EXERCISE DATA =

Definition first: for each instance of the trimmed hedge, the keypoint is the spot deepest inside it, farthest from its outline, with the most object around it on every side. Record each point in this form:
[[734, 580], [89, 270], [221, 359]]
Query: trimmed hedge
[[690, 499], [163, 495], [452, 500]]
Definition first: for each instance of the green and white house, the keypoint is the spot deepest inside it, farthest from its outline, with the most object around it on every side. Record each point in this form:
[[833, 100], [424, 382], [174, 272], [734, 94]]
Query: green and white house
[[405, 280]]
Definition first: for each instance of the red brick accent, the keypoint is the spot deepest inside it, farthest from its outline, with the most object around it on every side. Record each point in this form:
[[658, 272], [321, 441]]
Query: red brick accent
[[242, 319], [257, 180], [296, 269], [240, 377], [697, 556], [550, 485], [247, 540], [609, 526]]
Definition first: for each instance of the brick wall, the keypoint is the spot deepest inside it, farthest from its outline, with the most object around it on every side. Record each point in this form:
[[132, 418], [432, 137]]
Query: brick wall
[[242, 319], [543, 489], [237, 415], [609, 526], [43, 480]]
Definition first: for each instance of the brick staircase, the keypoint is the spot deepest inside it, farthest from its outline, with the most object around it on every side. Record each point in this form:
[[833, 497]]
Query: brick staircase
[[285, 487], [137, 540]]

WHAT YOU NEED TO DO = Write out all of the records above again, requests included, and adjust every coordinate in the answers by adding -83 to it. Leave the requests and their sample point lists unchanged.

TASK OUTPUT =
Definition first: for each instance of the trimmed hedge, the keypoint is the spot deepest inside it, farthest from its outline, with the most object around it on every side. Record each point in this form:
[[734, 580], [89, 270], [221, 359]]
Query: trimmed hedge
[[607, 416], [80, 412], [369, 417]]
Definition first: for each instance of the green and white house, the keypoint is the spot deepest inside it, farthest from its outline, with the most object around it on every side. Record each point in this form:
[[833, 100], [424, 382], [174, 272], [734, 94]]
Query: green and white house
[[322, 197]]
Definition first: for each instance of the red brick accent, the keypoint is the spot deepest inside it, farthest from its outline, with the most object around it on every side. Record each point in this form:
[[658, 272], [321, 441]]
Query: red brick accent
[[159, 236], [174, 97], [213, 186], [157, 294], [614, 473], [467, 402], [164, 457], [526, 443]]
Definition first: for each instance of the brick wall, the keypoint is the spot deepest inside it, farthest from its outline, with the most object around it on every side. Record each point in this form:
[[132, 418], [432, 137]]
Query: brick wall
[[159, 236], [460, 406], [154, 332], [526, 443], [-40, 397]]
Definition first: for each instance of the brick staircase, the keypoint is the spot deepest inside it, farthest from its outline, with the most object around it on every side. Record each point in this form:
[[833, 497]]
Query: brick staircase
[[202, 404], [54, 457]]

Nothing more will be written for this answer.